§ **Exercise description**: Return, from the data that follows, each line that holds the word "lesson".

*** Opening of Data ***

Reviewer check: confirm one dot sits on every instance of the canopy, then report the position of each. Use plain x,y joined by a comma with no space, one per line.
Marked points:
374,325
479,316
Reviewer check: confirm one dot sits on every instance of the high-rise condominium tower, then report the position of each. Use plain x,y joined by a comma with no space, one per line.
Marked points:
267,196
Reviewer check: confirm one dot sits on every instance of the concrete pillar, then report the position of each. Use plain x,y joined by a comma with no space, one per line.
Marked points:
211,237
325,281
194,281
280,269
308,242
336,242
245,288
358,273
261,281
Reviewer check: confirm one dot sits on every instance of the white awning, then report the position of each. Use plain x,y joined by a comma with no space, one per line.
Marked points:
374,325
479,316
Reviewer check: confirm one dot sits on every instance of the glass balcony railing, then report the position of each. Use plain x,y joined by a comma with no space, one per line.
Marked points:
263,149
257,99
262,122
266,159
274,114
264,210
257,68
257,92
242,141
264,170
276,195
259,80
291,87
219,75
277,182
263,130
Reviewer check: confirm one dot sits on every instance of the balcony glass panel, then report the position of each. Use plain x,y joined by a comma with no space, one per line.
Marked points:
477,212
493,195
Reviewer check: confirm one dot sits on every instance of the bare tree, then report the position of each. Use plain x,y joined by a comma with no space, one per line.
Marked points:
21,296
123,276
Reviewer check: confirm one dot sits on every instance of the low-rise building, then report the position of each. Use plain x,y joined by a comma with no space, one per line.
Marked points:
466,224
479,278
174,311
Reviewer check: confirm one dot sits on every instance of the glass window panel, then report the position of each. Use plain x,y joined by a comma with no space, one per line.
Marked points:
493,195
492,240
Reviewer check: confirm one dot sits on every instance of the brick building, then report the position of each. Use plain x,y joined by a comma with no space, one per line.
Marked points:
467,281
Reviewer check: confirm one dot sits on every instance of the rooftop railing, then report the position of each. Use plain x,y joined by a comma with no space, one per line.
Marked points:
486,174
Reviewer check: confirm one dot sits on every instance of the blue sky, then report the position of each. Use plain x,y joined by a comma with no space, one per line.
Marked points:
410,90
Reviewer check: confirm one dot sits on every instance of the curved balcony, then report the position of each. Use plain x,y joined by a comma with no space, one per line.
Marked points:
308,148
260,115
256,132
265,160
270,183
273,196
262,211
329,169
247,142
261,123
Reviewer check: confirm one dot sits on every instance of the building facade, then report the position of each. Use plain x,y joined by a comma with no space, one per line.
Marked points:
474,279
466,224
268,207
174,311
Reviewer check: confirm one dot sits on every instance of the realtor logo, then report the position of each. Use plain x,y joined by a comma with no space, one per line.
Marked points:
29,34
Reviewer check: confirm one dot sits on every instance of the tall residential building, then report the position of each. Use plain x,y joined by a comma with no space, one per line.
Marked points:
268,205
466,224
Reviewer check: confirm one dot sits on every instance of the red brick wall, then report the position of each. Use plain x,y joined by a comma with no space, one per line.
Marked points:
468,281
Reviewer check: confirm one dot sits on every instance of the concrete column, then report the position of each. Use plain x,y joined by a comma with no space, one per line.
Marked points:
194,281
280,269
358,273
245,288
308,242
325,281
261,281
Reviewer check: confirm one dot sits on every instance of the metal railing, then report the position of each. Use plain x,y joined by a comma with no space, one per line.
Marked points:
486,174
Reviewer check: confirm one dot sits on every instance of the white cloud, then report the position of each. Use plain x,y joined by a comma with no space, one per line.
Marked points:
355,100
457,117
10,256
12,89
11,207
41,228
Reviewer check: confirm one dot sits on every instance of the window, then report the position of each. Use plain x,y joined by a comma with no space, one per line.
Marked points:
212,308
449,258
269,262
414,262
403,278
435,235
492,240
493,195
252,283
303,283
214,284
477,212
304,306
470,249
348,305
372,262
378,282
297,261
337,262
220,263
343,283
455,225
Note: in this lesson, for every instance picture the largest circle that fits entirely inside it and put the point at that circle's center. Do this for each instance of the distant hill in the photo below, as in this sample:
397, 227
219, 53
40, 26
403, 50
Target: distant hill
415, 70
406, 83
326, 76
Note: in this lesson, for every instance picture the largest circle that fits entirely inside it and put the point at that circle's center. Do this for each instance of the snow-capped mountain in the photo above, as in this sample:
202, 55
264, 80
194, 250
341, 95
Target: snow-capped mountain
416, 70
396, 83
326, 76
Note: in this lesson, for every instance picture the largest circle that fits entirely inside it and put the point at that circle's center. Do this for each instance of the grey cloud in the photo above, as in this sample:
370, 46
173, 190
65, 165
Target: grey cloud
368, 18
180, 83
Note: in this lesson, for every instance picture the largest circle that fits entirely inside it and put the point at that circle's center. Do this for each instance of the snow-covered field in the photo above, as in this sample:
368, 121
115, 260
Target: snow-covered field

*** Close of Data ***

§ **Exercise solution**:
Note: in this lesson, for every instance picture the largest circle that fits entirely inside it and put the point at that circle's center. Do this for each instance of the distant hill in the photo below, as in this sample:
Note: in this lesson, for every instance picture the largest circle that fits entirely inside it and put the point at that circle's center. Do this for each instance of the snow-capped mountain in the photo above, as in this sample:
Note: in this lesson, for every instance picture the largest circle that fits entirely inside it and put the point at that circle's center. Do this for each instance of the grey cloud in the photo above, as in this sample:
Note: in this lesson, for every instance picture the largest circle that fits entirely inside it and put the point at that circle's center. Do this for each instance of the snow-covered field in the photo above, as in this sample:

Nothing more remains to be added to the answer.